[DIRECTIONS FOR THIS TASK]
Search the records for the string "below" and copy every line in which it appears.

Referring expression pointing data
========

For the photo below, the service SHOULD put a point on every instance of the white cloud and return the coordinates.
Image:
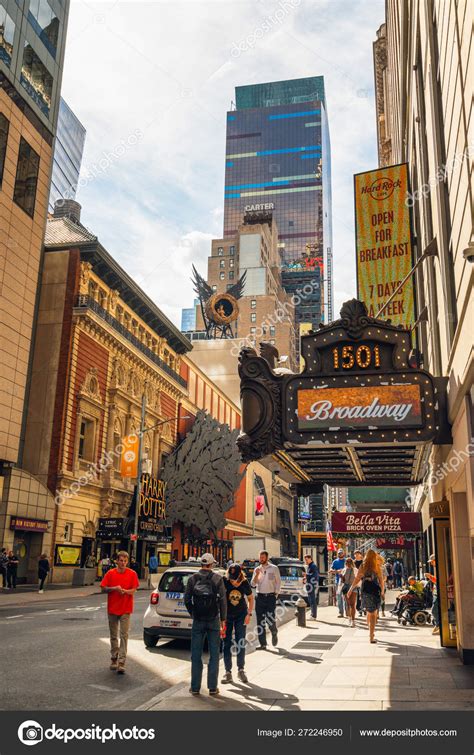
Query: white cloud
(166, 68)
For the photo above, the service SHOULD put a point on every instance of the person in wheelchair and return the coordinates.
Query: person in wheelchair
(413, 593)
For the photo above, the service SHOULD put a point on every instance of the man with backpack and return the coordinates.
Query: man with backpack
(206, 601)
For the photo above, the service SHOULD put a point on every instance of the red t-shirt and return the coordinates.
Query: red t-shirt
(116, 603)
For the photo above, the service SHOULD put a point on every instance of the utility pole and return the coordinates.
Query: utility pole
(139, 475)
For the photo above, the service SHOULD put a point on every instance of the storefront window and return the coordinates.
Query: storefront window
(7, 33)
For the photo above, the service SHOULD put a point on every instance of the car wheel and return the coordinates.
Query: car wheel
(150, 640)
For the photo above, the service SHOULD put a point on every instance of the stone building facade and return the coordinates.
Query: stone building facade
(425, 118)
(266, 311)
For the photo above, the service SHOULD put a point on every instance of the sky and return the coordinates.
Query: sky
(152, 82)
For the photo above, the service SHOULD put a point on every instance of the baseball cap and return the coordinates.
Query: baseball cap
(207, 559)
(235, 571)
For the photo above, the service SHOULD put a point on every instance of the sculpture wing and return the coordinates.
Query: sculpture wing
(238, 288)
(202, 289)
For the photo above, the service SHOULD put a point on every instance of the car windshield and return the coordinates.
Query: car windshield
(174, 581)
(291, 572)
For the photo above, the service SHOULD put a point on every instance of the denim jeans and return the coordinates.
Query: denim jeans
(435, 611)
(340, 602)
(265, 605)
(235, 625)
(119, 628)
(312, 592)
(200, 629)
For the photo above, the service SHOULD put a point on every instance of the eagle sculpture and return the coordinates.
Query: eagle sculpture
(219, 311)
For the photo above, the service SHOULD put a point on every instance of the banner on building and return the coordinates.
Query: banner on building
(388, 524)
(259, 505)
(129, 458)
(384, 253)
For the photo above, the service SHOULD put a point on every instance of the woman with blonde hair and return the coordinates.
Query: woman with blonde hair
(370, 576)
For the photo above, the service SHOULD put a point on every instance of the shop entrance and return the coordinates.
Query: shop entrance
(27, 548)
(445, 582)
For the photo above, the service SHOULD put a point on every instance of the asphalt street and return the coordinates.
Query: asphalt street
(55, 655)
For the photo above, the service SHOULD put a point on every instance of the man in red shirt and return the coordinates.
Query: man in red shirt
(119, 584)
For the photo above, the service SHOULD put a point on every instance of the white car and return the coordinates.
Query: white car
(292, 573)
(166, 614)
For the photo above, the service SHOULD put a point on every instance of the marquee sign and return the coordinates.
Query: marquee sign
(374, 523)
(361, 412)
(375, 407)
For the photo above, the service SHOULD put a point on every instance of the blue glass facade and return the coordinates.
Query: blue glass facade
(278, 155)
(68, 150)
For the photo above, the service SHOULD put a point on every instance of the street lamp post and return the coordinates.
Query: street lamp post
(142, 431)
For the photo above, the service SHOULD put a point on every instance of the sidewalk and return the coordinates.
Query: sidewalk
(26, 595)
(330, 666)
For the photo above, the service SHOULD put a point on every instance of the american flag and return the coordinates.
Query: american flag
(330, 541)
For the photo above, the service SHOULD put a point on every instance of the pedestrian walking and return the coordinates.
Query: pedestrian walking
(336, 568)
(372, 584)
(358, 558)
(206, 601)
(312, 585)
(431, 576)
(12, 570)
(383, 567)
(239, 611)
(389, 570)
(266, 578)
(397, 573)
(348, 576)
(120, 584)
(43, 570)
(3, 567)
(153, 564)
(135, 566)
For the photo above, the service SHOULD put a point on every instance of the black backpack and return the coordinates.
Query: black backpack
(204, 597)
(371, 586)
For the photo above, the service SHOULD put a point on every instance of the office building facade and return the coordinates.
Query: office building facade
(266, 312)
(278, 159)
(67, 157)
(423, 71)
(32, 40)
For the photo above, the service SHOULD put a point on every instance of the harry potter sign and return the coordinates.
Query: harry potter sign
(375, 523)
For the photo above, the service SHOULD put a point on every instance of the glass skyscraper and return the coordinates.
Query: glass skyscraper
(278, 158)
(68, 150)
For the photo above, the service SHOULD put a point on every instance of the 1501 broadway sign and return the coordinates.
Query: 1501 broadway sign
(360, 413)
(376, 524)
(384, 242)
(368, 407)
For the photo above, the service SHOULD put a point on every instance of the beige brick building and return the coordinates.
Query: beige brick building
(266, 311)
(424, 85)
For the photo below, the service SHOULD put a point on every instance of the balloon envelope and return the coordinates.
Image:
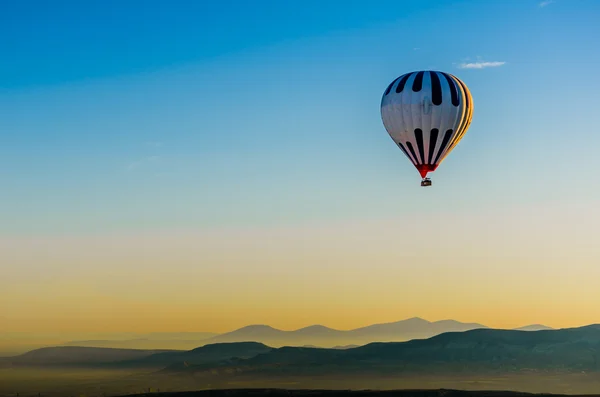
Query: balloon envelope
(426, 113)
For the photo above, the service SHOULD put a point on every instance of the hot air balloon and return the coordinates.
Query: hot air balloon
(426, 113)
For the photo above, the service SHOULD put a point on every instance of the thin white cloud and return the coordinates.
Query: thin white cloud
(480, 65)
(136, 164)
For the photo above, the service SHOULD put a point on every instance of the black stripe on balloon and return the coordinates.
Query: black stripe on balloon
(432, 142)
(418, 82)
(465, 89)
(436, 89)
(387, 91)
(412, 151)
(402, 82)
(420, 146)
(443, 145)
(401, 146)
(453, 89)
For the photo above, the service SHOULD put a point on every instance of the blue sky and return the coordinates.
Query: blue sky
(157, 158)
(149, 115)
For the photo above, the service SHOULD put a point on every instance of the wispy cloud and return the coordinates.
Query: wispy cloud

========

[EXERCISE RESULT]
For the photo below, the service SHOULD put a point on every instance of the white cloud and return the coordinates.
For the photo below, the service SHOULD put a point on every instance of the balloon envelope and return the coordinates.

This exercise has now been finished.